STATED GOAL ▸ Quote, exactly, the line holding "Annotation task — mark the tunnel floor" and all lines after it to the end of the records below. Exclude pictures.

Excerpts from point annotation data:
☆ ☆ ☆ ☆ ☆ ☆ ☆

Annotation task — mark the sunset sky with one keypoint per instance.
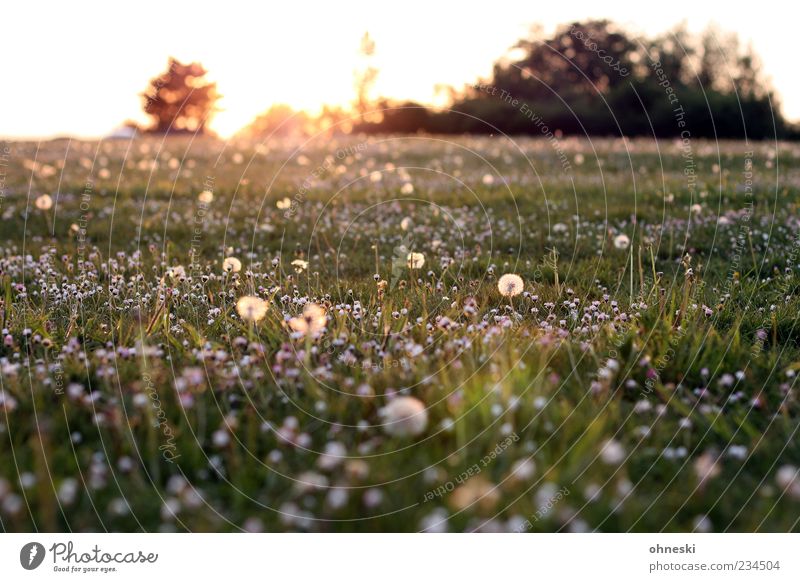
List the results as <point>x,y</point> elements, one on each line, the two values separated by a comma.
<point>78,70</point>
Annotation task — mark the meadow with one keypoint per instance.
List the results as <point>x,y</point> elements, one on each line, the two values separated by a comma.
<point>327,335</point>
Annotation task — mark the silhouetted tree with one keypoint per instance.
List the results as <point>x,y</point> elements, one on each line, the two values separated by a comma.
<point>180,100</point>
<point>364,78</point>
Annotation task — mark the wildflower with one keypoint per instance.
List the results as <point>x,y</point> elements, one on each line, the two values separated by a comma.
<point>44,202</point>
<point>251,308</point>
<point>415,260</point>
<point>300,265</point>
<point>476,491</point>
<point>231,265</point>
<point>405,416</point>
<point>311,323</point>
<point>510,285</point>
<point>177,272</point>
<point>621,241</point>
<point>612,453</point>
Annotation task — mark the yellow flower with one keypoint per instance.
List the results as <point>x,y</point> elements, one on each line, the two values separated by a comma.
<point>510,285</point>
<point>251,308</point>
<point>415,260</point>
<point>231,265</point>
<point>44,202</point>
<point>621,241</point>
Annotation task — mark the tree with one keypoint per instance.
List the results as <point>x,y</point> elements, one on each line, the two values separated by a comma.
<point>364,78</point>
<point>180,100</point>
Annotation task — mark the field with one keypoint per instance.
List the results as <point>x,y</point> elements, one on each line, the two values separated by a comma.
<point>378,375</point>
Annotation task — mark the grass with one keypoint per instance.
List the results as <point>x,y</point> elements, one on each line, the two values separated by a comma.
<point>643,388</point>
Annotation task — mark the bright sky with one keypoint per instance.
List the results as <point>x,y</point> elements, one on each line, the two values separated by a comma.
<point>72,69</point>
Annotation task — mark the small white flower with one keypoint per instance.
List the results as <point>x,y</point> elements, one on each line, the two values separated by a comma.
<point>312,322</point>
<point>405,416</point>
<point>300,265</point>
<point>510,285</point>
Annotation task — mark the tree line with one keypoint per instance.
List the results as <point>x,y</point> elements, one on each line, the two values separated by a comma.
<point>587,78</point>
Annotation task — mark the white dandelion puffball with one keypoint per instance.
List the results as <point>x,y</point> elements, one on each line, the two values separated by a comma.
<point>176,272</point>
<point>405,416</point>
<point>312,322</point>
<point>621,241</point>
<point>231,265</point>
<point>44,202</point>
<point>415,260</point>
<point>510,285</point>
<point>300,265</point>
<point>251,308</point>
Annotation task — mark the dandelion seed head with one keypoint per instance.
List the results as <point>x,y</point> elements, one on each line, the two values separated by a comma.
<point>510,285</point>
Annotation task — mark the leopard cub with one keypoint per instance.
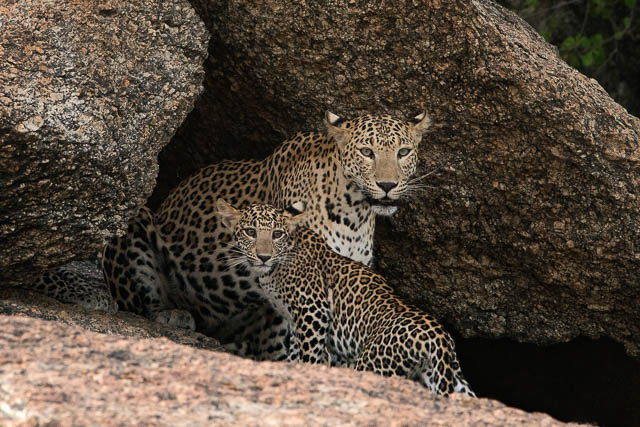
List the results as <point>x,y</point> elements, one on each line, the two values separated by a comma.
<point>340,311</point>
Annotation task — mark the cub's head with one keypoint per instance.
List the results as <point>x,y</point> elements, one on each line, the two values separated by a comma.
<point>378,154</point>
<point>262,234</point>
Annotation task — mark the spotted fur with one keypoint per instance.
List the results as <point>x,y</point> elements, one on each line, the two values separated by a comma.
<point>338,308</point>
<point>176,259</point>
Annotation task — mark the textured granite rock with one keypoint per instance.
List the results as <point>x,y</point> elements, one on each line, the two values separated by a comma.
<point>54,374</point>
<point>531,231</point>
<point>90,93</point>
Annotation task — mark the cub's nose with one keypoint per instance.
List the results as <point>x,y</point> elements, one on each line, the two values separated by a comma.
<point>264,258</point>
<point>387,186</point>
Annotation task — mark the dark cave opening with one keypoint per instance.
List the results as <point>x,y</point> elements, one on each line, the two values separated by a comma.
<point>590,381</point>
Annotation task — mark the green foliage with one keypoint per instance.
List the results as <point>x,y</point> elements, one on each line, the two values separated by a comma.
<point>598,27</point>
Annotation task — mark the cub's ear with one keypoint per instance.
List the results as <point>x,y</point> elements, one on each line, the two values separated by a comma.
<point>296,208</point>
<point>332,123</point>
<point>420,124</point>
<point>227,214</point>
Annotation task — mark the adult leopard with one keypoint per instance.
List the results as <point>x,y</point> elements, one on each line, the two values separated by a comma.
<point>175,259</point>
<point>339,310</point>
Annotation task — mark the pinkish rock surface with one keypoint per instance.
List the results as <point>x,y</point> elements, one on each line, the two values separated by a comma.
<point>52,373</point>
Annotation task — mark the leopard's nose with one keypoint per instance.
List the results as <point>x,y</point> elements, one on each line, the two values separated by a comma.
<point>387,186</point>
<point>264,258</point>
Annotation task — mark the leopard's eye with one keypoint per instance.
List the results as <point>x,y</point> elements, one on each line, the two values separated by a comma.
<point>403,152</point>
<point>367,152</point>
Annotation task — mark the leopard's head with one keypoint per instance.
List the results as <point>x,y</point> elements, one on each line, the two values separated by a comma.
<point>378,154</point>
<point>262,234</point>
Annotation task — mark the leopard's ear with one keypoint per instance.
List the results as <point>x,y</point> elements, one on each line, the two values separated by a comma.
<point>227,214</point>
<point>340,134</point>
<point>420,124</point>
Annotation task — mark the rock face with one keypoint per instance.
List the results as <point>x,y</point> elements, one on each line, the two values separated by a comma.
<point>57,374</point>
<point>531,230</point>
<point>90,94</point>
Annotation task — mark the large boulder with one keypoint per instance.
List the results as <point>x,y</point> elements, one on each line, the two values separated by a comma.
<point>531,230</point>
<point>91,91</point>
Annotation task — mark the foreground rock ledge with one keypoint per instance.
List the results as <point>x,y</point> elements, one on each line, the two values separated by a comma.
<point>90,93</point>
<point>532,230</point>
<point>50,372</point>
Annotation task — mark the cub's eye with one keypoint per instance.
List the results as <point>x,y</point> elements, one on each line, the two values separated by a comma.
<point>367,152</point>
<point>404,152</point>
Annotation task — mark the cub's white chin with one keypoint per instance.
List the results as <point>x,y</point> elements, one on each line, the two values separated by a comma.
<point>384,210</point>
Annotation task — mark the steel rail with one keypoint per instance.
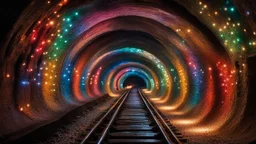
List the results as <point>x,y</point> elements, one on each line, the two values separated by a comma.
<point>104,117</point>
<point>112,120</point>
<point>173,136</point>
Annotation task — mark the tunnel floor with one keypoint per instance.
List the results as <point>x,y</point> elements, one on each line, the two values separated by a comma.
<point>68,129</point>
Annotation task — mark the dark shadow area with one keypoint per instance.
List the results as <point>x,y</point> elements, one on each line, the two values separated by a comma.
<point>45,132</point>
<point>134,81</point>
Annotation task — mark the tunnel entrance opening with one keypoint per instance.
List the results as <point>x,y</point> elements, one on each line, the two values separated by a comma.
<point>134,81</point>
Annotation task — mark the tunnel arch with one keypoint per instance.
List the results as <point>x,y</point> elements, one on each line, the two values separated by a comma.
<point>70,53</point>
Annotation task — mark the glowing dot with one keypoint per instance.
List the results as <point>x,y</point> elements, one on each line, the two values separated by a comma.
<point>51,22</point>
<point>247,12</point>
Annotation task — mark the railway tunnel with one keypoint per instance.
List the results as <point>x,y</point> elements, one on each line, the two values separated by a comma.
<point>193,61</point>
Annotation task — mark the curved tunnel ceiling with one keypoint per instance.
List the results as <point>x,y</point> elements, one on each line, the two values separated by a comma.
<point>191,54</point>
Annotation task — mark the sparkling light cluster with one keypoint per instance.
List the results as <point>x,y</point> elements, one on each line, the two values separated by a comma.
<point>79,51</point>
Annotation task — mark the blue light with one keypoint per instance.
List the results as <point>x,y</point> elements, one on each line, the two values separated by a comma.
<point>24,82</point>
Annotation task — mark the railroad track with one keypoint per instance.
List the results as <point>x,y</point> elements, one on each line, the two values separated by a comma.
<point>132,119</point>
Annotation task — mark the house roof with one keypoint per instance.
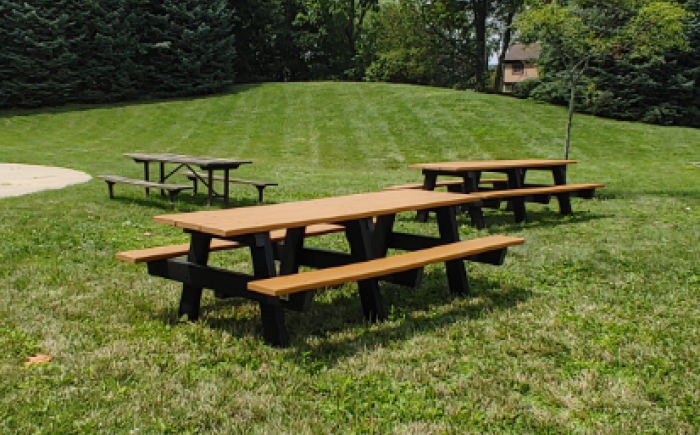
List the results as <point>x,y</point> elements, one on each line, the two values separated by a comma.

☆ ☆ ☆ ☆ ☆ ☆ ☆

FINAL ANSWER ▸
Annotation task — mark the tunnel floor with one keypoint per instance.
List the results as <point>x,y</point> elements, one on each line, the two values separated by a comma.
<point>68,129</point>
Annotation task — mark the dark shadow area with one keypoint per instance.
List the results as <point>x,y</point> elements, one on each line, the two values separated by a comma.
<point>45,132</point>
<point>134,81</point>
Annotation task — mark the tunnel entrance opening with one keypoint per instance.
List the results as <point>x,y</point> elements, one on each line, the two values separated by a comma.
<point>134,81</point>
Annotation task — mark the tunnel arch with one keypoint per instance.
List the results as <point>x,y</point> elements, one on each line, the two values separated by a comma.
<point>70,53</point>
Annotation task — mark the glowing dot with one keypoint per instance.
List the results as <point>x,y</point> elements, one on each line, the two values separated by a comma.
<point>51,22</point>
<point>247,12</point>
Annotation task — mark the railway tunnel with one keypoint per instance.
List the results as <point>x,y</point> elements, one on each line, the two values separated by a comma.
<point>193,61</point>
Annotation task — mark the curved tunnel ceiling with one keypoint per instance.
List the results as <point>x,y</point> elements, one on each line, the two values separated by a comma.
<point>191,54</point>
Annotation task — mark the sparkling light cluster with one keypoint per instance.
List the results as <point>x,y</point> elements, one on each line, the two values separated by a comma.
<point>79,51</point>
Annotation task — mark the blue light with one keypoint per instance.
List the results as <point>x,y</point> elements, one on each line, the two values separated by a comma.
<point>24,82</point>
Annotation task — mark the railroad track with one keypoint per instance.
List the results as <point>x,y</point> elements, one on each line, the two values separated by a comma.
<point>132,119</point>
Annotation task — mark the house roof with one keypoint per instance.
List the results as <point>x,y</point> elements, one on each line, the two values separated by a comma.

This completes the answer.